**What you need to do**
Write out every line of the material exactly as it appears.

Stored entries
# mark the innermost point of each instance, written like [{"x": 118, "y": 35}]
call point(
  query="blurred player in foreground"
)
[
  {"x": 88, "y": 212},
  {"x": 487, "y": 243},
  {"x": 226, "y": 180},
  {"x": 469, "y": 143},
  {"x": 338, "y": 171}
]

**Response to the task**
# mark the innermost point of each instance, written like [{"x": 118, "y": 35}]
call point(
  query="blurred player in foreground"
)
[
  {"x": 88, "y": 212},
  {"x": 487, "y": 243},
  {"x": 226, "y": 180},
  {"x": 469, "y": 143},
  {"x": 338, "y": 171}
]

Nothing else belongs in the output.